STATED PROBLEM A:
Repeat the stored records word for word, starting at the first line of the records and ending with the line that contains "point(318, 347)", including that line.

For the 2017 tax year, regulated investment companies faced several updates following the enactment of the Tax Cuts and Jobs Act of 2017. These included a new flat corporate tax rate of 21 percent, the repeal of the alternative minimum tax, and revised filing procedures for certain fiscal year filers. The 2017 version of Form 1120-RIC also introduced changes to penalty amounts, entertainment expense deductions, and filing addresses, which affected how funds reported their income tax return information.

This guide provides step-by-step instructions to help filers complete Form 1120-RIC for the 2017 tax year. It explains how to calculate investment company taxable income, prepare required schedules, and comply with qualification tests for regulated investment companies. Each section aims to simplify complex filing steps, ensuring funds meet their federal tax responsibilities while preserving their tax-efficient status.

Understanding Form 1120-RIC

Form 1120-RIC is the corporation income tax return filed by regulated investment companies, including mutual funds, exchange-traded funds, and other qualifying investment companies. It reports total income, deductions, credits, and dividends distributed to shareholders. This form enables investment companies to calculate taxable income and claim deductions for dividends paid, ensuring that most income is passed through to investors rather than being taxed twice at both the corporate and shareholder levels.

Purpose of Form 1120-RIC

The primary purpose of Form 1120-RIC is to calculate and report the investment company’s income tax liability. Regulated investment companies are required to complete the form annually to maintain compliance with the Internal Revenue Service. The form ensures that the company’s taxable income, net income, and income tax return details are accurately recorded and that the deduction for dividends paid is applied correctly.

Who Must File?

Form 1120-RIC must be filed by any domestic corporation that elects to be treated as a regulated investment company under Section 851 of the Internal Revenue Code. Entities that typically qualify include:

  • Mutual funds that are registered under the Investment Company Act of 1940.

  • The Securities and Exchange Commission regulates exchange-traded funds (ETFs).

  • Business development companies that elect to be treated as investment companies under the Investment Company Act of 1940.

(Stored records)

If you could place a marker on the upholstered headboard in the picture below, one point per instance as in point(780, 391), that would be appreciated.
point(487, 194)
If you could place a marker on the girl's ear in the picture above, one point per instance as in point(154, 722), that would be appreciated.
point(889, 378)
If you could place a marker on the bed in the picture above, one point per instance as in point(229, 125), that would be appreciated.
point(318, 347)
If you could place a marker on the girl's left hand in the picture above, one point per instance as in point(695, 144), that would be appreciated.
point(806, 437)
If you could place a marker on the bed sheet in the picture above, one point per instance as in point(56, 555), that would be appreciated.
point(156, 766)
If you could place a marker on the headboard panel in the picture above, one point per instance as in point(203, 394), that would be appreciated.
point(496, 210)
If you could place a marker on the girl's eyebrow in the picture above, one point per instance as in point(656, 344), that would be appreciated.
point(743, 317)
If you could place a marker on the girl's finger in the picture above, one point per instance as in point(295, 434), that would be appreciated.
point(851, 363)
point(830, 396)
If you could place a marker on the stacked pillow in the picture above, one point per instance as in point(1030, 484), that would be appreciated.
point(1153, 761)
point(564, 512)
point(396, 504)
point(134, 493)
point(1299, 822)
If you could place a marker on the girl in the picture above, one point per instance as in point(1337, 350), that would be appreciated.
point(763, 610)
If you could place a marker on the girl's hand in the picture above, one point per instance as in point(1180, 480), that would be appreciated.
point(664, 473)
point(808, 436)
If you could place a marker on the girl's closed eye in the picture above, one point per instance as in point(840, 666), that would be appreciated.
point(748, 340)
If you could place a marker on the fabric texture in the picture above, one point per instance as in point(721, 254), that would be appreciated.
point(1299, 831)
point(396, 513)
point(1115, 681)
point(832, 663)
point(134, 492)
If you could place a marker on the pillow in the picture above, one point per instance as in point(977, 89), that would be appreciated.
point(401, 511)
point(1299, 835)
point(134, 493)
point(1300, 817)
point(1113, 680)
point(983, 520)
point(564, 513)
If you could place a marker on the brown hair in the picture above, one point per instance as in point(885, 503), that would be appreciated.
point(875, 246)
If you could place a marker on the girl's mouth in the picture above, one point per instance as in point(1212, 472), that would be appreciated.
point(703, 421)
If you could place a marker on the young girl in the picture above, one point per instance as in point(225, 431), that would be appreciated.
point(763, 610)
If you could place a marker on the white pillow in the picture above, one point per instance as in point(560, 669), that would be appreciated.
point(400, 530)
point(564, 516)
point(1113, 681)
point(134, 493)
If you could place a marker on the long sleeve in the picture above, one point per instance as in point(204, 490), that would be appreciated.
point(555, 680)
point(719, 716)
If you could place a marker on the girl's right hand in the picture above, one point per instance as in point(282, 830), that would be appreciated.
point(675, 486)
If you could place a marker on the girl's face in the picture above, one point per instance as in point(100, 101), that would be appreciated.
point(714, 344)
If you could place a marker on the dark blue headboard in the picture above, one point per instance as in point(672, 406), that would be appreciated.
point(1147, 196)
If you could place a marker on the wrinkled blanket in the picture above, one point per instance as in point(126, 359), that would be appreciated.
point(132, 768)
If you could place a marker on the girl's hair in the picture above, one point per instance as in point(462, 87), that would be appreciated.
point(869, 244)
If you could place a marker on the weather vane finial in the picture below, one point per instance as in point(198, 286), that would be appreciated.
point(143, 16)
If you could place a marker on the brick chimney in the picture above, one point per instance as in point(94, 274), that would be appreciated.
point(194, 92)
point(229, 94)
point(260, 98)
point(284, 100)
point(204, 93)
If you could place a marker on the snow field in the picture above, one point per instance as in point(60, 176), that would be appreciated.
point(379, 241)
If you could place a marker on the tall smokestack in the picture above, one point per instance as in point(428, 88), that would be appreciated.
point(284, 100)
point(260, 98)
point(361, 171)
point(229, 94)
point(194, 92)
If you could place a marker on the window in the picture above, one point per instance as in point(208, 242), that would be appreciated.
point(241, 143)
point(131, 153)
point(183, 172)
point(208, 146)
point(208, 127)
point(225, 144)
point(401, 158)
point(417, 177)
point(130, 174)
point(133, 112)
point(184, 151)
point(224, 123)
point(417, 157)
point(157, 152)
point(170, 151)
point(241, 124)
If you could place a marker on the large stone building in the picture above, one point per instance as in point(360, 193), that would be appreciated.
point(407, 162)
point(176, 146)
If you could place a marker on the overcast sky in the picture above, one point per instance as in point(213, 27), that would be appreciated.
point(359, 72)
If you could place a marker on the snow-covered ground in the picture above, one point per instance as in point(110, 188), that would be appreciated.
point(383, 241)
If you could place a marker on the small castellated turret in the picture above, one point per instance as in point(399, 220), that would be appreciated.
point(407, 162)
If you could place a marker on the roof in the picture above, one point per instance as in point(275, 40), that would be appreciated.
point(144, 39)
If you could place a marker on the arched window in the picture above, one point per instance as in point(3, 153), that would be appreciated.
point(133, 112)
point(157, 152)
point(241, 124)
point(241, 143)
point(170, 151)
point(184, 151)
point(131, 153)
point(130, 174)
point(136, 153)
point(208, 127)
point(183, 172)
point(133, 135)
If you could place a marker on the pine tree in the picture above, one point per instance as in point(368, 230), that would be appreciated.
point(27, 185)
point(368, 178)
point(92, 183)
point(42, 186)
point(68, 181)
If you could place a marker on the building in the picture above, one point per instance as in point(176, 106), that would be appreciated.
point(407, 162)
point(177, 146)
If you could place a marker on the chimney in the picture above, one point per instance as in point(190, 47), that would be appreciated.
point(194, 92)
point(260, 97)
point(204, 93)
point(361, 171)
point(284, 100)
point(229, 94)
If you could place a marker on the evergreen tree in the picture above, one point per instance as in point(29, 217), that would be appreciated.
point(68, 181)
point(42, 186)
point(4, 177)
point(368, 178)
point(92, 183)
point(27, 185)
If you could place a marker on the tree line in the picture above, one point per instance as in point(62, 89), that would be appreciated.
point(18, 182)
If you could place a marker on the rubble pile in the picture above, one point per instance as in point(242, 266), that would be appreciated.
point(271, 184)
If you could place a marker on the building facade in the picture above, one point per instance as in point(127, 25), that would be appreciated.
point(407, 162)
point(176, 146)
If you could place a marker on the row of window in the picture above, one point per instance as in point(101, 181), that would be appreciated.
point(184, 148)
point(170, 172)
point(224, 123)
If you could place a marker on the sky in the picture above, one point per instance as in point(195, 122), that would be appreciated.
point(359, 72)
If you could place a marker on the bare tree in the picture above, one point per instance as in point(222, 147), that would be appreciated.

STATED PROBLEM B:
Pick up the Form 1120-RIC guide after its last sentence and keep writing it.

FINAL ANSWER A:
If you could place a marker on the upholstered headboard in the picture below, one point per instance as in point(780, 391), that would be appreciated.
point(487, 194)
If you could place a marker on the girl's ear in the picture above, one point per instance as in point(154, 722), that would be appreciated.
point(889, 378)
If you could place a marker on the bed in the picture above, one point per instance as in point(229, 125), that would be appreciated.
point(318, 347)

FINAL ANSWER B:
  • Unit investment trusts and other collective investment vehicles that meet RIC qualification requirements.

Benefits of RIC Status

Being classified as a regulated investment company provides several significant tax advantages:

  • RICs can deduct dividends paid to shareholders, reducing federal tax liability on income that has already been distributed.

  • This classification eliminates double taxation by passing most income directly to investors.

  • RICs are eligible to report exempt interest dividends, foreign taxes paid, and capital gain dividends in a manner that provides favorable treatment for shareholders.

Key Filing Elements

When filing Form 1120-RIC, companies must accurately report and disclose:

  • Total gross income, including dividends, interest, and other investment income.

  • Investment company taxable income, calculated after allowable deductions.

  • Net capital gains and capital gain dividends are distributed to shareholders.

  • Net investment income and the resulting income tax liability.

  • Information regarding tax credit bonds, tax-exempt interest, and federal tax payments made during the filing period.

Accurate completion of Form 1120-RIC helps a regulated investment company maintain compliance with federal requirements and ensures proper reporting of its financial activities. By following the Internal Revenue Code and meeting qualification standards, investment companies can keep their favorable tax treatment while fulfilling their corporate reporting requirements.

What’s New for the 2017 Tax Year?

The 2017 tax year brought several key updates that affected how regulated investment companies filed Form 1120-RIC. These changes primarily resulted from the Tax Cuts and Jobs Act (TCJA), which introduced a new corporate tax structure and other revisions to compliance. Understanding these adjustments is essential for preparing an accurate return for the 2017 tax year.

Major Updates Introduced by the Tax Cuts and Jobs Act

  • The TCJA replaced the graduated corporate tax rates with a flat 21 percent rate for all corporations. This simplified tax computation, but required fiscal year filers to calculate a blended tax rate if their tax year included periods before and after December 31, 2017.

  • The corporate alternative minimum tax (AMT) was repealed, effective with tax years beginning after December 31, 2017. Fiscal year filers with part of their year before this date still needed to apply AMT rules for that portion of the year.

  • The minimum penalty for late filing increased to $210 or the amount of tax due, whichever was smaller, for returns filed more than 60 days after the due date.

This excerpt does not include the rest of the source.